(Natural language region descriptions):
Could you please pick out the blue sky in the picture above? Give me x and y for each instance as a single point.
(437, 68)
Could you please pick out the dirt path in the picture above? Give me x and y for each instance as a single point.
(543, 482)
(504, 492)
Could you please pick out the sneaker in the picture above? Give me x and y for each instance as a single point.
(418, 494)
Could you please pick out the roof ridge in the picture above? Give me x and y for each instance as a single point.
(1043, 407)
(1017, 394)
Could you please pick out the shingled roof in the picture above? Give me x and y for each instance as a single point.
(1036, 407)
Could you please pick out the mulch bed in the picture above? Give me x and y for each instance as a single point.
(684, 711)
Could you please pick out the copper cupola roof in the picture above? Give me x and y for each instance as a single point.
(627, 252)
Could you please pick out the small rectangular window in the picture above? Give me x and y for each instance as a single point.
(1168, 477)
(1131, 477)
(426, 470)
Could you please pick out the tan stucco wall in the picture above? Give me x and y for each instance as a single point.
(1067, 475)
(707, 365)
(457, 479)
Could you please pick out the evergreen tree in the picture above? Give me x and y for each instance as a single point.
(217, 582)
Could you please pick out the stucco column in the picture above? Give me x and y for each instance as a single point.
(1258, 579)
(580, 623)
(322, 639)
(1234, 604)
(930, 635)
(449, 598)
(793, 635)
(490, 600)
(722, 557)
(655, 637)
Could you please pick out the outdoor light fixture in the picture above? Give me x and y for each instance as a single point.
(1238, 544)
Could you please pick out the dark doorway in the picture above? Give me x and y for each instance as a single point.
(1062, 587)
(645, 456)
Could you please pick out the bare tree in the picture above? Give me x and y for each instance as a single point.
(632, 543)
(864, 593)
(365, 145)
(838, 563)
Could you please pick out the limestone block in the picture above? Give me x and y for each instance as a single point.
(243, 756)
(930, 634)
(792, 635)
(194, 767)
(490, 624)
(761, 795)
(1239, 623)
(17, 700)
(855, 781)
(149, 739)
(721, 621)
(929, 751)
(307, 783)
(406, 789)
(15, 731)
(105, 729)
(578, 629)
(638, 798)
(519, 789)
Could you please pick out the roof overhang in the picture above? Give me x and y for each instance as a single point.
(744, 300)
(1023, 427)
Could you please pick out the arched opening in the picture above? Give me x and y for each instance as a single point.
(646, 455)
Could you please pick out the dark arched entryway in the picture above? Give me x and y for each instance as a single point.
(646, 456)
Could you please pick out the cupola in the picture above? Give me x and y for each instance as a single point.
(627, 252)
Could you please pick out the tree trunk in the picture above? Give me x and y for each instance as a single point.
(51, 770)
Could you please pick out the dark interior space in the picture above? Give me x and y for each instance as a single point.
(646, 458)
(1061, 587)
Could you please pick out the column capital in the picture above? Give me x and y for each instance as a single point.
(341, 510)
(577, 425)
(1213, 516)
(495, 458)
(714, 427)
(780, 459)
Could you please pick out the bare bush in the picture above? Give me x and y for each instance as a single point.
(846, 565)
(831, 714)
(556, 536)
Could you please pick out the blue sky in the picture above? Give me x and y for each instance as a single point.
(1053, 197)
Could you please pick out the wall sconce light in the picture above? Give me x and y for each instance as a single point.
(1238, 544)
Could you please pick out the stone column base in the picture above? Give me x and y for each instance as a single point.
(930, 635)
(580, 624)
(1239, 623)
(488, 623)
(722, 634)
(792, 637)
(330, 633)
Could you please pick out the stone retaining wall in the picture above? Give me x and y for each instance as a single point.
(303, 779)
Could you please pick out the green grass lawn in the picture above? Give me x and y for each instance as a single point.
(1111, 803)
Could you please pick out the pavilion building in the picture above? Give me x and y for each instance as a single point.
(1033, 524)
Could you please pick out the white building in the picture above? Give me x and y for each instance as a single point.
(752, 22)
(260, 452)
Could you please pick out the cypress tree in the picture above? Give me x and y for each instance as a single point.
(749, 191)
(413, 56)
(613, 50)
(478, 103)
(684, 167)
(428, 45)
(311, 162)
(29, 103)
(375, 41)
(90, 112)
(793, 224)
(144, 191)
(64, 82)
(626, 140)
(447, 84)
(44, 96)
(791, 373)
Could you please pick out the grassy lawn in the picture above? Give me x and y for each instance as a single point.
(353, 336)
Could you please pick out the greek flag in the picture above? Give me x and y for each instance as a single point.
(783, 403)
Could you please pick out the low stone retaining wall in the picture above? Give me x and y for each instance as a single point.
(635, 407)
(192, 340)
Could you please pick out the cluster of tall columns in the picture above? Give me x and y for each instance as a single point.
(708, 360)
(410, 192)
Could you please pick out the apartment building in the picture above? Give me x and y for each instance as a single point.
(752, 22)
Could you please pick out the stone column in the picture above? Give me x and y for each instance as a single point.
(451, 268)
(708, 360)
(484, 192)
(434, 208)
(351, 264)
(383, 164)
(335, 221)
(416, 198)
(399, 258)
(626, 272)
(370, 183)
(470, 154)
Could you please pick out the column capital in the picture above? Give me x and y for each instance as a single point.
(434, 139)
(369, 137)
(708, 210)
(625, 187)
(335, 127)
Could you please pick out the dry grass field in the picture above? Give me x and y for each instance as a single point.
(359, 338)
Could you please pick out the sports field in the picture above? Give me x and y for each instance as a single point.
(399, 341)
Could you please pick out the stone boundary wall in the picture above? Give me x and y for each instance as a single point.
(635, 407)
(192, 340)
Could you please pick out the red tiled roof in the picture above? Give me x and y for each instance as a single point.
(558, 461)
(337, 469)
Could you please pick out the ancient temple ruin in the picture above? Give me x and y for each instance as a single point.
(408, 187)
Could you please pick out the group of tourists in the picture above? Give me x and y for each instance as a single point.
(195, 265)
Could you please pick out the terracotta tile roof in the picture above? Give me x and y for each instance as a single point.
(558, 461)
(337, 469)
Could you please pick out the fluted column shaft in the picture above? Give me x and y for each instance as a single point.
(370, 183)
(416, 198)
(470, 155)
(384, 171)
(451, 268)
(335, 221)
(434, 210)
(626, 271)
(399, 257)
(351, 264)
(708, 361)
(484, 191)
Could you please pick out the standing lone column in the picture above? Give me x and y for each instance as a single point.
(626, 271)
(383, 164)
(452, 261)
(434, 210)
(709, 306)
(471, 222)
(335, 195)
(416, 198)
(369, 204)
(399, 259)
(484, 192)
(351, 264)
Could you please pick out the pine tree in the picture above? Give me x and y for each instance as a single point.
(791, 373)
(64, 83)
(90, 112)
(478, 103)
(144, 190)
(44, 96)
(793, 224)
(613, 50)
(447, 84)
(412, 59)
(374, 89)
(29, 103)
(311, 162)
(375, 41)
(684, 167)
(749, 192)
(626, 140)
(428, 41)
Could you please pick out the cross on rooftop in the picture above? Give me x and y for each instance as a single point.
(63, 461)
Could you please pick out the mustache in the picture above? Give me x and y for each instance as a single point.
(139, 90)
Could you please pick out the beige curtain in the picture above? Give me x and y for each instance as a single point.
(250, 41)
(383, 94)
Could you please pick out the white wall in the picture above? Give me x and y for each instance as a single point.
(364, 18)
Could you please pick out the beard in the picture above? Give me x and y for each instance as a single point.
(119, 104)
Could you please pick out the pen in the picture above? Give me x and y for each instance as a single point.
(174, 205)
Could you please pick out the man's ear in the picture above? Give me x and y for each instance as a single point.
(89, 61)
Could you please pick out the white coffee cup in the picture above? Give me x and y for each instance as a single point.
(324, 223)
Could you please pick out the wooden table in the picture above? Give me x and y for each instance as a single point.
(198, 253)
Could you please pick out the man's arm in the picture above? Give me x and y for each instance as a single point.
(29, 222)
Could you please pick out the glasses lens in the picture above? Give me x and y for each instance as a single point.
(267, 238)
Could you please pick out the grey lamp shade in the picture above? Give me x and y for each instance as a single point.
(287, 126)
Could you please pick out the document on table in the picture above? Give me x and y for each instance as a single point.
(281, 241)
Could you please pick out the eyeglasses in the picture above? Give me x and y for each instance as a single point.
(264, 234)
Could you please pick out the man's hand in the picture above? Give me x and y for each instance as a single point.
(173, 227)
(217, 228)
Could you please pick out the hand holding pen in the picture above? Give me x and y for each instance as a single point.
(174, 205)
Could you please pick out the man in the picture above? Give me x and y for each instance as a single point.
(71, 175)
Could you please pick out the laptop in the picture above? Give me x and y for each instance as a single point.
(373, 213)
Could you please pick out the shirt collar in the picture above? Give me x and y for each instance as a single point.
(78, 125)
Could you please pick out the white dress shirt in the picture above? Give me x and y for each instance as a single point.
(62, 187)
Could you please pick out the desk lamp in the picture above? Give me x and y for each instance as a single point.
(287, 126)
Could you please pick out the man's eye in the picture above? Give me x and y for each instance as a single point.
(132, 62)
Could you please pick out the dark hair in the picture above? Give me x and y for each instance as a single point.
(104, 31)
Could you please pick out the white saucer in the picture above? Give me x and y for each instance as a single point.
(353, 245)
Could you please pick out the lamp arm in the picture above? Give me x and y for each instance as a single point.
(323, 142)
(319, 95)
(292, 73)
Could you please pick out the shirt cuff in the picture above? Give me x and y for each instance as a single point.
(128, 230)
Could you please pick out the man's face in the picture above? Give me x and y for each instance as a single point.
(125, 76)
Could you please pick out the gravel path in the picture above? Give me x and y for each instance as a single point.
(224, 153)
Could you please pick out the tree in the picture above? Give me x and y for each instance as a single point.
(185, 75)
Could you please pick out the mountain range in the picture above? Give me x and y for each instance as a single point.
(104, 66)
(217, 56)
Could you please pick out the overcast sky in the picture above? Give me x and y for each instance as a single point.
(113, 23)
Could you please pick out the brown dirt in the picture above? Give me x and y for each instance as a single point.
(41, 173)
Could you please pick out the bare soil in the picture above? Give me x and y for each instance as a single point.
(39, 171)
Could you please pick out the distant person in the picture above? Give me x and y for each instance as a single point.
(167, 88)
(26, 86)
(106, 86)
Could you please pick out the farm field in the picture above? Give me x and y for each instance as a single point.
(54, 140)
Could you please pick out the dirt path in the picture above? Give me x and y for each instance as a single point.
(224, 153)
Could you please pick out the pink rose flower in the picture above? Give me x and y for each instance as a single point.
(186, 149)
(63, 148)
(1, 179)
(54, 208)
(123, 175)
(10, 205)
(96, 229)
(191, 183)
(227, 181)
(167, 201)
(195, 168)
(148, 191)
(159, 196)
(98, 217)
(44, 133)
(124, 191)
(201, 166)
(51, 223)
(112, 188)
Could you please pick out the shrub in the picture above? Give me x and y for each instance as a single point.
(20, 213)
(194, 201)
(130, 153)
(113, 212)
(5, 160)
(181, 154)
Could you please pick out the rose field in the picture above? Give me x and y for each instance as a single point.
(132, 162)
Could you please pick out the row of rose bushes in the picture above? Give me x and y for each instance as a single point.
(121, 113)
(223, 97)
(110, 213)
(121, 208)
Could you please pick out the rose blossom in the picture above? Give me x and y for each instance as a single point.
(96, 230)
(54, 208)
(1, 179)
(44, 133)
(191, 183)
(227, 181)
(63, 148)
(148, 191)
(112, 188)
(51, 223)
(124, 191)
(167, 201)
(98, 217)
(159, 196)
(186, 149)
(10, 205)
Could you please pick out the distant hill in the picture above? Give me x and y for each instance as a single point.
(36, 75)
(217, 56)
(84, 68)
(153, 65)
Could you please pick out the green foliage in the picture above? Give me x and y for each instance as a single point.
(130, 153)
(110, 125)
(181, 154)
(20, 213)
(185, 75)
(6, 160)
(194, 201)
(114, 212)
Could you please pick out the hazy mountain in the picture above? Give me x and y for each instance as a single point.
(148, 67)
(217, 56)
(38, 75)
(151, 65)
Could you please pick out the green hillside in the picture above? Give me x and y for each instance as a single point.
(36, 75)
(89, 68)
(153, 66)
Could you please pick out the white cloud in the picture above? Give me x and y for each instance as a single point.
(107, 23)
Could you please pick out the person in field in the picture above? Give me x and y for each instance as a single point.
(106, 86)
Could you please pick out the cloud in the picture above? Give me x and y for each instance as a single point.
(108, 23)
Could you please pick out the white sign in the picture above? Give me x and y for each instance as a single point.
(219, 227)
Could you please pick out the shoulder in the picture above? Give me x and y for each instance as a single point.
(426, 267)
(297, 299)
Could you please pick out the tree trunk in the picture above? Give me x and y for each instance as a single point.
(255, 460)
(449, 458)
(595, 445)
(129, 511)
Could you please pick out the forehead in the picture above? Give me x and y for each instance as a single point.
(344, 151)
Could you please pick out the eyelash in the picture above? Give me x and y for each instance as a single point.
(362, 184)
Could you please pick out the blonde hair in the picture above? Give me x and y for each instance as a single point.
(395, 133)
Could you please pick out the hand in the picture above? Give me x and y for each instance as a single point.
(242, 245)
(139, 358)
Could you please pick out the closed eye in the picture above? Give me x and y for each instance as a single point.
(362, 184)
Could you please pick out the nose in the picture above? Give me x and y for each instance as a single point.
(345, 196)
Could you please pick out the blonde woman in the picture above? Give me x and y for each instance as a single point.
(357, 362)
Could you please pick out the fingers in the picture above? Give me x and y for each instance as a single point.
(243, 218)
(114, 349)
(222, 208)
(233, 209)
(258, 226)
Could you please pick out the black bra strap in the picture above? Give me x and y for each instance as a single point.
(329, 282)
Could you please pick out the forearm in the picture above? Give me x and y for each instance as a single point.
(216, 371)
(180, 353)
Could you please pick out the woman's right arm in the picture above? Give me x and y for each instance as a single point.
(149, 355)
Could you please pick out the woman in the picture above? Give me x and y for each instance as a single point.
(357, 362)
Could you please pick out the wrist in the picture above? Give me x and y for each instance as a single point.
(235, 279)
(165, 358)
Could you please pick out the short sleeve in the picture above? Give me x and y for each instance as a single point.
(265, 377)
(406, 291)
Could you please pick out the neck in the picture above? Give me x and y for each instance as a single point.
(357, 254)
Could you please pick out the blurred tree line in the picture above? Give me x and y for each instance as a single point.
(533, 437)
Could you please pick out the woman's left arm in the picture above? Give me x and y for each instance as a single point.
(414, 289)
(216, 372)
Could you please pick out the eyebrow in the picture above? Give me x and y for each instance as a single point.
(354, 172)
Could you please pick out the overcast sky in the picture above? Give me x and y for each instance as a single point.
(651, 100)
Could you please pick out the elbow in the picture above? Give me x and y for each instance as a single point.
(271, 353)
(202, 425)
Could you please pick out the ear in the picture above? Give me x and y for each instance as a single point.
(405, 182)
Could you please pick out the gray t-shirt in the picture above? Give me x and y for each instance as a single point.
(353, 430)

(Your assignment):
Each line from the one with "Could you please pick out the eyebrow" through the end of the entries above must be set down exactly, both end lines included, and no other line may appear.

(Answer to this exercise):
Could you please pick out the eyebrow in the picture above? Give me x and y for each instance as a single point.
(354, 172)
Could you please pick out the overcast sky in the picture above? Give me x and y for each instance as a single point.
(651, 100)
Could you please pick out the elbow in the picture above? Give me x and y for each instance as a single point.
(271, 353)
(202, 425)
Could you please pick out the ear in the picture above? Give me x and y for each instance as a single point.
(405, 182)
Could you please pick out the gray t-shirt in the picture above? Give me x and y for each instance as a single point.
(353, 430)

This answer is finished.